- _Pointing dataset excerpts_
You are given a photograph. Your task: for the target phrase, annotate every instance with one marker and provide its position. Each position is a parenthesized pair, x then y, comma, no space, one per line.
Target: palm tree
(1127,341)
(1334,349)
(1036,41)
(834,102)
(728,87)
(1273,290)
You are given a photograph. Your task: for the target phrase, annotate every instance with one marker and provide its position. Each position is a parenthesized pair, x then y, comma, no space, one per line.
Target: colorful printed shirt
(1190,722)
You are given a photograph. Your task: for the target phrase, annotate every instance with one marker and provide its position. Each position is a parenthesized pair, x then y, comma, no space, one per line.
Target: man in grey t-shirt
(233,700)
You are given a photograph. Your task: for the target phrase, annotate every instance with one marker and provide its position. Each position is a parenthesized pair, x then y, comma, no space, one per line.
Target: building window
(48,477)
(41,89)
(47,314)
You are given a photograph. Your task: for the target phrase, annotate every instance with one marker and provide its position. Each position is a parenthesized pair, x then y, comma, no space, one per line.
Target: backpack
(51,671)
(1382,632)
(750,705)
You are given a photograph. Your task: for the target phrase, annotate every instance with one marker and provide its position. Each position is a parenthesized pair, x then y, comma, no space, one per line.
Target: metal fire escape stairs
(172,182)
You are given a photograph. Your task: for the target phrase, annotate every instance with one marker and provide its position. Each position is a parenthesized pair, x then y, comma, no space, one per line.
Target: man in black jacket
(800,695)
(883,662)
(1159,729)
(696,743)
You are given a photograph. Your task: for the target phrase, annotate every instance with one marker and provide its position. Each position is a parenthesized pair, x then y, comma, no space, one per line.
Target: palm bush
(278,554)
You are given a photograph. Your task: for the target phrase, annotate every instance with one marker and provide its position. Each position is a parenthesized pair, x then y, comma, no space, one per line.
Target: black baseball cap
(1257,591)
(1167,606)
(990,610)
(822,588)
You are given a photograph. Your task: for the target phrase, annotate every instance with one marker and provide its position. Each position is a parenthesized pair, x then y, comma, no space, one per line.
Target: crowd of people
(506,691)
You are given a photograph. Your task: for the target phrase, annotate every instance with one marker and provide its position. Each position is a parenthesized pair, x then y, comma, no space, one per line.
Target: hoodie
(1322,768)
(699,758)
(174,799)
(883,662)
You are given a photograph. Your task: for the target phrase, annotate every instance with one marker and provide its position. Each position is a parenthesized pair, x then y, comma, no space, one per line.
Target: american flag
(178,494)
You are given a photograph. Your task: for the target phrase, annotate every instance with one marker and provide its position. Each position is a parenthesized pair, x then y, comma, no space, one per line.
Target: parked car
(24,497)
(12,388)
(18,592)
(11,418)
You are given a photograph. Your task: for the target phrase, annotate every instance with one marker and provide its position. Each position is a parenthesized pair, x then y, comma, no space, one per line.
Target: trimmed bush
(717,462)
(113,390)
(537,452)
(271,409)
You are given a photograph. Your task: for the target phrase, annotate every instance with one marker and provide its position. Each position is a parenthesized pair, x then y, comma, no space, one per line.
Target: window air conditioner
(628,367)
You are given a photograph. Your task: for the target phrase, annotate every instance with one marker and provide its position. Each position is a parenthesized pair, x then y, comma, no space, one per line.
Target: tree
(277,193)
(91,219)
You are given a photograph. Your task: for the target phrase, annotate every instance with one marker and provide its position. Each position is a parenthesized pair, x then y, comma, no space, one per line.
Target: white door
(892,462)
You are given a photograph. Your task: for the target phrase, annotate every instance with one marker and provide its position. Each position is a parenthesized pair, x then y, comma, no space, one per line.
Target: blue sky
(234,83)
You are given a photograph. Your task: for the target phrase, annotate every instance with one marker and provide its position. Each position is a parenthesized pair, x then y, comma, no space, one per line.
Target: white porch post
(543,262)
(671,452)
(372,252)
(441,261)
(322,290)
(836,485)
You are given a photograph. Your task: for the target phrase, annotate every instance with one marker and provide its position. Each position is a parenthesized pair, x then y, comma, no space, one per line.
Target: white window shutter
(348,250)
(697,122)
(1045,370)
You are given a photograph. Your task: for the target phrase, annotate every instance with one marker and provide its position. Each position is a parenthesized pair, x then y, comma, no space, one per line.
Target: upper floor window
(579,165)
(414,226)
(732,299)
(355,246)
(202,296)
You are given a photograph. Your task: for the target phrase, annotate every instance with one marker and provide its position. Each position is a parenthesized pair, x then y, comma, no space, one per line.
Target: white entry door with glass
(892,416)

- _What the task asks_
Your task is to retype all the records above with nothing left out.

- _Full answer_
You are given a photograph. Your task: for the target phrase, annotate every instance with one marker and provide its position. Each position is a parenthesized pair, x then y, comma, no space, one per line.
Target: palm tree
(1127,341)
(1334,349)
(1036,41)
(834,102)
(728,87)
(1273,290)
You are given a photograph. Your task: for the target phrase, annotate every instance with one marker and provide its position. Each position is a parenthesized pair, x then y, comma, no space, one per line.
Target: colorful printed shirt
(1190,722)
You are given a photograph. Your task: for the target phrase, annotate every instance with one marker and provide its position. Each position is a parenthesized pair, x then y, comma, no space, one per line.
Target: man in grey t-shirt
(233,700)
You are given a photograph. Your task: for the target phrase, annotate every instance with one marker and provide its position. Each position is a parenthesized pair, x then y, comma, no space, one per line.
Target: building window
(48,477)
(41,89)
(47,314)
You are given a photograph. Your task: for the target phrase, annotate every instance with one marker and provide its position. Each position is a parenthesized pair, x then y, comma, no space, one per line.
Target: backpack
(51,671)
(1382,632)
(750,705)
You are given a photograph. Your task: for the target phrase, annotate every instance with one marker and provide its position. Each position is a parenthesized pair, x then y, comma, no space, one per line.
Target: metal fire escape stairs
(172,182)
You are given a photograph. Your task: for the target phrase, annotate every instance with one marker and provide its position. Each position is a parenthesized pair, x then y, comma, no space, one per line.
Target: man in black jacket
(800,695)
(883,662)
(1159,729)
(696,743)
You are given a photograph. Your task: for the target phrase, annotate every instance with one marker and provide its position. Each position is a parenthesized pair, x then y, comma, no space, one per line.
Target: palm bush
(278,554)
You are given a photograph. Your task: for the target phrase, annotate every instance with one marker and provide its position. Each position is a parenthesized pair, x then y, comma, no space, one per line.
Target: black baseball cap
(1257,591)
(1167,606)
(990,610)
(822,588)
You are given a photograph. Your task: for the target phrase, annotate every instance with one marker and provide its position. Each position is a parenthesized pair, x then y, comma, no space, one per line.
Target: crowd of people
(506,691)
You are given a photograph. Your task: for the target phrase, annotate every instance with one marker and provide its position. Each position is a parenthesized pair, x then y, comma, no space, one per line.
Target: hoodie
(1322,768)
(699,758)
(174,799)
(883,662)
You are given a photograph. Your task: for the target phrase, annotate every instance with one marker and provide its position. Each position is a parenthesized pair, x then y, comma, no space, one per line.
Target: american flag
(178,494)
You are given a photograph. Your task: for the target phrase, annotate every instance with one marker and provide its position. Each position is a parenthesized pair, x then y, comma, no space, one per line.
Target: parked car
(24,497)
(12,388)
(18,592)
(11,418)
You are given a photograph. Your task: for the target phrase, annotate every instance with one marker and provide its position. Each position is a parenthesized pair, x then y, comma, no space, one per line.
Target: trimmed bush
(717,462)
(113,390)
(537,452)
(271,409)
You are given a photograph. Your task: for the target phrase, annotate every instance with one marker and provide its position. Each position is a parenthesized pair, x then y, comma, no space, one per line.
Target: window air conditioner
(628,367)
You are given a photograph. Your task: for the target phrase, annotate every instance with one marker and provide its position. Each position is a parenthesized pair, x then y, comma, no space, one per line.
Target: tree
(277,193)
(91,219)
You are given a photograph. Your task: for the target phrase, annotate every instance with one marker and provide its position. Each position is a parenthesized pair, x then y, comma, no space, one per line.
Target: white door
(892,462)
You are given a photograph. Your task: for the target phrase, annotate every instance with one marker and provide its position. Each position is a parenthesized pair, x then y, comma, no space, one per line.
Target: blue sky
(234,83)
You are given a photograph. Your task: for the target phrase, annotate every instance with one marker and provide its position. Each position is a parenthesized pair, x then y, comma, no space, one per line.
Target: white porch post
(543,262)
(671,452)
(372,252)
(441,261)
(322,290)
(836,485)
You are given a photograph. Your task: for the target phrase, annotate every instance with one marker and provide its position. Each position is a parenthesized pair, x then y, comma, no space, one per line.
Target: white window shutter
(348,250)
(697,122)
(1045,370)
You are given a photograph. Your task: for the target phrase, annotate every instance with one marker and provide its position. Each position is a parenthesized pair, x then y, comma, no space, one per line.
Target: upper floor window
(579,165)
(414,226)
(732,299)
(355,246)
(202,296)
You are given a photograph. Your task: for the target phrase, annotate every instance with one marker and provide its position. Each position is a parenthesized pair, x then y, comma, no space, one per line.
Target: white entry door with glass
(892,416)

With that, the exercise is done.